• Work to be completed: Reproduce the records below word for word, from the very beginning down through the line containing "Provide the mask", and leave the picture out of your answer.

• Material provided:
- - -

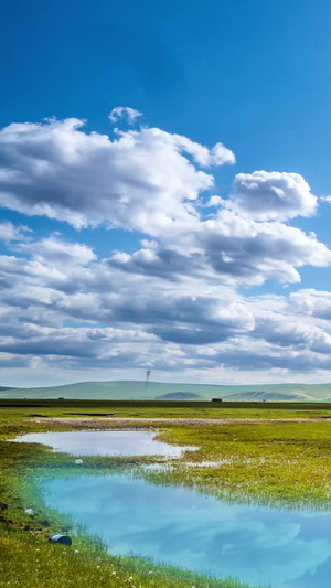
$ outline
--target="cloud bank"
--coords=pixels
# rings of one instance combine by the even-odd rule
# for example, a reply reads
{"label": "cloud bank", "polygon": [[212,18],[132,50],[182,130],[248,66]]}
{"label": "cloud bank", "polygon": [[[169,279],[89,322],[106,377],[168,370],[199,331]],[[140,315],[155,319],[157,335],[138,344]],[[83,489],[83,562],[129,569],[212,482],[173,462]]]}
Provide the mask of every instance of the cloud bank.
{"label": "cloud bank", "polygon": [[[109,117],[140,116],[118,107]],[[109,137],[72,118],[2,129],[0,206],[3,216],[22,215],[20,225],[0,223],[8,377],[18,366],[22,374],[152,368],[211,382],[224,373],[328,373],[330,292],[243,289],[300,284],[301,267],[330,265],[328,246],[290,224],[313,215],[318,200],[301,175],[275,171],[237,173],[221,196],[215,170],[225,164],[235,156],[223,143],[209,148],[159,128]],[[36,216],[54,231],[33,231]],[[111,250],[119,228],[139,234],[136,250]]]}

- - -

• Full response:
$ outline
--target="cloud bank"
--coords=pixels
# rings of one instance combine by the even-odd rule
# for example, a reply reads
{"label": "cloud bank", "polygon": [[212,18],[132,50],[182,130],[248,66]]}
{"label": "cloud bank", "polygon": [[[169,279],[89,322],[106,377],[168,370],[199,331]],[[140,315],[155,319],[157,335],[138,344]],[[83,489],[83,562],[129,569],[212,482],[173,462]]]}
Provide the mask of every instance of the cloud bank.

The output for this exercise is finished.